(Referring expression pointing data)
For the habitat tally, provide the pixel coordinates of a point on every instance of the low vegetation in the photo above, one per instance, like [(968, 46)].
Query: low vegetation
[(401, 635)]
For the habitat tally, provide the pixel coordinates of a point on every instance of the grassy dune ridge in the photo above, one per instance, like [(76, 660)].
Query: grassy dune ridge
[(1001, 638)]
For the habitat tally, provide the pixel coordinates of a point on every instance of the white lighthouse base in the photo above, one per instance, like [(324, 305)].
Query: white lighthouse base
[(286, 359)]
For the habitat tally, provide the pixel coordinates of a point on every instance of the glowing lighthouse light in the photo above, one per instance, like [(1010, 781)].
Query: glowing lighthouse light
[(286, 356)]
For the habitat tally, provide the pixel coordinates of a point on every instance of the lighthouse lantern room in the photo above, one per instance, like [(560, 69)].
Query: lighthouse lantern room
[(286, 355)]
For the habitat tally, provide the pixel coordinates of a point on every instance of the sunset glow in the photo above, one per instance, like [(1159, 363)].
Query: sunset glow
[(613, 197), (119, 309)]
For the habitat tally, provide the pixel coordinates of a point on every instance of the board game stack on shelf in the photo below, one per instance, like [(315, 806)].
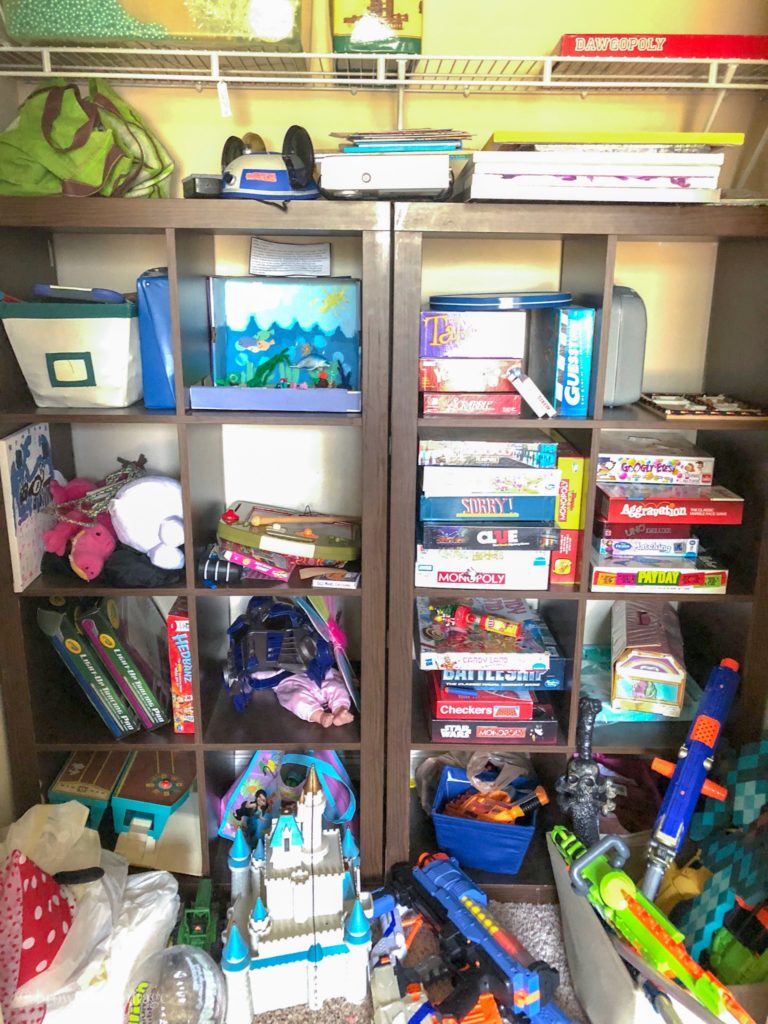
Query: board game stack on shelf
[(487, 511), (650, 493), (483, 685)]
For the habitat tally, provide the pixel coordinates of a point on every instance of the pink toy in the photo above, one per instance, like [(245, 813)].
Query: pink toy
[(91, 542), (327, 705), (90, 549)]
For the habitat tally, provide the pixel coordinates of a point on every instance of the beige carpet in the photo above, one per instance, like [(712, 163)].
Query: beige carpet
[(537, 926)]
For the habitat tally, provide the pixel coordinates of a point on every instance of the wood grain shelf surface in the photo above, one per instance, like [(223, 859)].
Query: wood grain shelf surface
[(231, 216)]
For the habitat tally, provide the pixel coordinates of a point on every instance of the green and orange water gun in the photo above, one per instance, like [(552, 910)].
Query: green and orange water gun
[(596, 873)]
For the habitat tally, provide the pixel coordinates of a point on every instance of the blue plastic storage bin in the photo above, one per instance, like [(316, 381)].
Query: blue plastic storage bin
[(485, 846), (155, 339)]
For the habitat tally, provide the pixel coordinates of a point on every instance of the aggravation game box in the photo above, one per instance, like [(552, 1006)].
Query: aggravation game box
[(179, 655), (673, 503), (445, 403), (480, 335), (628, 458)]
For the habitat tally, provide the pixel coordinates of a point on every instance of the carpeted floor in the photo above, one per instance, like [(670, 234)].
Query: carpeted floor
[(537, 926)]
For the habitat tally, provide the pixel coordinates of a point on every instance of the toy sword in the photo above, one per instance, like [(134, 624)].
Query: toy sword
[(689, 774), (583, 793)]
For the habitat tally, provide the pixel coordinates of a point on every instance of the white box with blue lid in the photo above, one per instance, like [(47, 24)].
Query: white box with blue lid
[(79, 354)]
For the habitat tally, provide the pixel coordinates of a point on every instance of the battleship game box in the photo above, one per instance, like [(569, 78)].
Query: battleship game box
[(512, 706), (674, 503)]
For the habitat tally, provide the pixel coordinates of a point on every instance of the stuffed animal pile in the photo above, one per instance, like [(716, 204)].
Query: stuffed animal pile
[(141, 512)]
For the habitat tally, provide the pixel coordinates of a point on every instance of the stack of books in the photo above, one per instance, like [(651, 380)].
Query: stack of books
[(484, 687), (649, 494), (487, 512), (397, 164), (117, 651), (269, 543), (597, 167)]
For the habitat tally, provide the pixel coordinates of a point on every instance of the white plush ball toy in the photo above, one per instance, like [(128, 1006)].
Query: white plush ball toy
[(146, 515)]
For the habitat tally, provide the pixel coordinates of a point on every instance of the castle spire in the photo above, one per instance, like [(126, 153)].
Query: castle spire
[(357, 930)]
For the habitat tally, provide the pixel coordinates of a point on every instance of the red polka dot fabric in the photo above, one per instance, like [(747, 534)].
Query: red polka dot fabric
[(35, 918)]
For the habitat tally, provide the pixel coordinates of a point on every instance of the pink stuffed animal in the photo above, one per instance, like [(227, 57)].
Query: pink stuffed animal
[(92, 541), (90, 548)]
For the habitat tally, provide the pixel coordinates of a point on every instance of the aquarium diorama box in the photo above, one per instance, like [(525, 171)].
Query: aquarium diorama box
[(285, 344)]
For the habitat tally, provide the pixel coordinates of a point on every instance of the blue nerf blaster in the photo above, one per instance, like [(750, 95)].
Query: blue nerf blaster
[(689, 774)]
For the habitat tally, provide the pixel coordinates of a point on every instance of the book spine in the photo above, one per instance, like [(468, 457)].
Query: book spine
[(110, 648), (117, 715)]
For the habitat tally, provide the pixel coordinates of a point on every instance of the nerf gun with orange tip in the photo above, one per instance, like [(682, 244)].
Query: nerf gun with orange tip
[(462, 616), (596, 873), (481, 957), (688, 776), (496, 806)]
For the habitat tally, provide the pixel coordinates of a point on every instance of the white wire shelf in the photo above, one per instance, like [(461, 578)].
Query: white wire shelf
[(467, 75)]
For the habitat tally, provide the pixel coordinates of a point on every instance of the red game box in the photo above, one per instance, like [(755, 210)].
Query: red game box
[(508, 706), (468, 375), (642, 45), (179, 656), (443, 403), (641, 503), (641, 530)]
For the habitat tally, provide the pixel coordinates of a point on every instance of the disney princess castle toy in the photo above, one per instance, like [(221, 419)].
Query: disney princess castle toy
[(298, 932)]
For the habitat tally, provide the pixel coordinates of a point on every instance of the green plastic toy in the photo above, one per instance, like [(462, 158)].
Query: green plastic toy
[(596, 873)]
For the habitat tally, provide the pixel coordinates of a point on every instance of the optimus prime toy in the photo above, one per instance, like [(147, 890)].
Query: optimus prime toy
[(689, 775), (583, 793), (270, 641), (494, 977)]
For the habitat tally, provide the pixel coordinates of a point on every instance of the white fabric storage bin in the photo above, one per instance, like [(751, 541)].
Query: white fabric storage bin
[(76, 354)]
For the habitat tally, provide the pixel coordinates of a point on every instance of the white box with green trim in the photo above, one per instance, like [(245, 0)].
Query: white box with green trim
[(76, 353)]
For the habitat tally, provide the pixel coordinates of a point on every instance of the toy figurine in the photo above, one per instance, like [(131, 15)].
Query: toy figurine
[(253, 814), (583, 793)]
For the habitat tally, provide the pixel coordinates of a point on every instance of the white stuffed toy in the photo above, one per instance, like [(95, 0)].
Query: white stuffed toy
[(146, 515)]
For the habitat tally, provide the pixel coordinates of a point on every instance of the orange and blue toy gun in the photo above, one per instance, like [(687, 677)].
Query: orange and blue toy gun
[(688, 776), (480, 955)]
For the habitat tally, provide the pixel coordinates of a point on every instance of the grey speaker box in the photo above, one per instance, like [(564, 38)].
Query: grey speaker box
[(624, 371)]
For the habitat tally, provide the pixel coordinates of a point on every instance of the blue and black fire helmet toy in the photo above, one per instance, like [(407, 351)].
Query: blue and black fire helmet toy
[(250, 172)]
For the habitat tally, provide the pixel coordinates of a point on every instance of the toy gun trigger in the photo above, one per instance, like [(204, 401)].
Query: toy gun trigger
[(709, 788), (613, 848), (459, 1003)]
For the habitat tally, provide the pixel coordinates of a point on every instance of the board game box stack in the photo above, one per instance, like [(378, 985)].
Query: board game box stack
[(501, 515), (267, 543), (487, 511), (650, 492), (597, 166), (483, 686)]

TO DO: The reply must match the records exactly, apart from the pictures, which are left out.

RESPONSE TO THE EXERCISE:
For the habitat tally, provide the pixel coordinates of a point on every instance of the low vegetation in the photo above, one per instance, like [(968, 46)].
Query: low vegetation
[(401, 635)]
For the habitat tally, provide the pixel coordinates of a point on every instance of the grassy dune ridge in the photo above, one per instance, like [(76, 660)].
Query: grassy dune ridge
[(1001, 638)]
For the habitat tally, provide the pixel coordinates of a point on every instance of the white lighthouse base in the photo above, one per instance, like [(324, 305)].
Query: white lighthouse base
[(286, 359)]
For the habitat tally, provide the pixel coordinates of a point on every instance of the glowing lighthouse light in the photo above, one per instance, like [(1010, 781)].
Query: glowing lighthouse light
[(286, 356)]
For the habitat tally, provide the pixel coordinates of a point on every instance of the lighthouse lantern room in the photo above, one per instance, like [(560, 69)].
Query: lighthouse lantern room
[(286, 355)]
For the habitat tally, provide the pixel coordinates of a point on every instance of the sunset glow in the photo above, one per instance, like [(1159, 363)].
Query: sunset glow
[(613, 197), (119, 309)]
For the habitat tally, provide the pixel coordinates of a point on every instance of the board game stack on shelf in the photo below, one per instance, like [(315, 806)].
Query: board game stack on shelf
[(487, 511), (650, 493), (483, 685)]
For the habitat tally, provide the pixel coordinates of a point on every instance of the pink toy in the photo above, one per instance, like [(245, 813)].
Query: pink toy
[(91, 542), (327, 705), (90, 549)]
For the habitat tally, provide the pixel coordinates of a point on every instance of the beige carpet in the photo above, one per instance, like [(712, 163)].
Query: beige carpet
[(537, 926)]
For the habitat tally, provide the pixel coordinates of a point on every instance of the wood grain shelf surface in the photo above, one per instance, like [(223, 859)].
Query: wood grain shelf surface
[(231, 216)]
For the habitat tally, provide the pixel coordinates of a point on every instance of the green and orange water gun in the photo above, one per instance, like [(552, 910)].
Query: green and orange water gun
[(596, 873)]
For the habitat tally, provide the pixel coordinates of a point on every instance of the blue plastic storage bin in the photo above, one per instance, like [(316, 381)].
Query: blue plastic storage bin
[(485, 846), (155, 339)]
For the habitat tally, provide the pixel coordinates of a point on every instance of the aggravation game box in the photo above, one per instance, like [(552, 1006)].
Query: aggravation game box
[(179, 655), (673, 503), (445, 403), (480, 335), (628, 458)]
For the habitat tally, provide the pixel coordinates of a point on every instance of the carpeted floor in the photo above, one per instance, like [(670, 234)].
Query: carpeted floor
[(537, 926)]
For the habitat tally, provide the pixel coordinates of a point on every instance of the toy sword in the photo above, one per instance, like [(134, 624)].
Query: toy sword
[(689, 774), (583, 793)]
For the habitat tally, provide the pixel coordinates of a point on every instance of the white box with blue lid in the photo above, one per instance, like [(47, 24)].
Query: white box with blue lid
[(79, 354)]
For the habitat tally, provide the pixel coordinates of a point on every instance of the battleship game box in the photo above, one per instance, like [(569, 78)].
Query: battleship game box
[(512, 706), (674, 503)]
For the habitat tally, provide the pixel coordinates of a point on every instance of the stuffed animal pile in the photo above, one per instance, like [(716, 204)].
Query: stuffed animal pile
[(141, 512)]
For the habitat tally, provide the pixel coordinates of a point on every instance of the stack of books in the photo above, one per instance, like [(651, 380)].
Query: stack of books
[(484, 687), (649, 494), (487, 512), (397, 164), (117, 651), (269, 543), (597, 167)]
For the habitat tally, provide the pixel coordinates of a point on every instance of the white plush ball toy in the photo above, one per instance, like [(128, 1006)].
Query: white plush ball toy
[(146, 515)]
For the habitat tally, provide the pixel coordinates of a point on every instance of the castle spire in the photo above, one per instance, like [(126, 153)].
Query: castle spire
[(357, 930)]
For the habitat tally, provide the pixel coordinates of a point on every instance of the red polka dot fabric in the photo above, one per instance, like [(747, 534)].
Query: red polka dot fabric
[(35, 918)]
For the habitat tally, provide the pixel coordinates of a point on every instance of the pink stuffed animal in the photo above, one per instance, like [(227, 57)].
Query: pink stuffed animal
[(92, 541), (90, 548)]
For the habitat tally, provide the pixel coordinates of a point on every instance of the aquarium diorama box in the photo above, one per instance, like [(525, 171)].
Query: aquarium diorama box
[(285, 344)]
For the habitat tally, provide the pixel coordinates of a point on every instance of the blue nerf blaster in the photo above, one per instance, like [(750, 95)].
Query: blue nerf blaster
[(689, 774)]
For the habitat tally, provide the pixel coordinates of a point on every instance of the book spine in the photo above, one per instance, like [(468, 457)].
Query: book spine
[(110, 648), (117, 715)]
For the habitat tally, provide the pixel coordinates of a point on every instance of the nerf gun with orange tip in the photo above, one per instance, like [(682, 244)].
Query: nerf gun with orange tip
[(462, 616), (596, 873), (481, 957), (688, 776), (496, 806)]
For the habitat tally, provide the pixel coordinates of a point on every instance of the white wire shelf in the photo above, one per instance, like [(461, 578)].
Query: white wire shelf
[(467, 75)]
For the habitat tally, provide the pixel coordinates of a point on every instance of the red game box in the photo above, one per instance, like [(755, 210)].
Query: red game box
[(508, 706), (468, 375), (642, 45), (179, 656), (443, 403), (641, 503), (641, 530)]
For the habitat tally, provide the pixel coordinates of a point on every instance of the disney princess castle toy in the photo above, one per instance, like [(221, 419)].
Query: disney princess castle toy
[(298, 932)]
For the habitat tally, provide the pixel coordinates of a point on every instance of the green plastic toy in the photo above, one per instance, like [(462, 158)].
Query: green plastic toy
[(596, 873)]
For the habitat tally, provide the pixel coordinates of a point on every instance of the optimus prime toy in the photo above, one per instance, like [(147, 890)].
Query: optimus prime toy
[(689, 775), (583, 793), (270, 641), (494, 977)]
For the habitat tally, provide the pixel coordinates of a point on every instance of the white fabric storage bin in the photo above, one per instance, like [(751, 541)].
Query: white fabric storage bin
[(76, 354)]
For the habitat tally, provide the pixel coordinates of a point on every instance of the white box with green trim in the photo above, one per instance, like [(245, 0)].
Query: white box with green trim
[(76, 353)]
For the habitat tally, provide the pixel coordinates of a point on every instance of the toy figurine in the photo above, one per instance, like [(131, 15)].
Query: toy figurine
[(253, 814), (583, 793)]
For the habitat tally, provide the pixel coordinates of a point on every instance of the white stuffed toy in the photo above, one per instance, like [(95, 0)].
Query: white stuffed toy
[(146, 515)]
For the habitat tally, provide the pixel coordinates of a point on every instance of the orange and blue toy gun in the photo above, one per instance, like [(687, 677)].
Query: orange and blue toy gun
[(688, 776), (480, 955)]
For the habitat tally, provide the pixel coordinates of a point on every instance of the grey speaker box in the photo above, one per instance, like [(564, 38)].
Query: grey speaker box
[(624, 371)]
For the habitat tally, provide the pixel coordinates of a point on every instance of the blue and black fire helmet toy in the photo above, one per instance, like [(407, 351)].
Query: blue and black fire helmet toy
[(250, 172)]
For the habitat tally, provide the pixel coordinates of a point on every instance of the toy gun trigger in the photo above, one per instance, like [(204, 401)].
Query: toy gun trigger
[(709, 788), (613, 848), (459, 1003)]
For the habitat tally, provide the pixel coordinates of a point on every instance of the board game box stack in the photo above, one per instance, like [(378, 985)].
Query: board game box stack
[(501, 515), (267, 543), (487, 511), (650, 492), (597, 166), (483, 686)]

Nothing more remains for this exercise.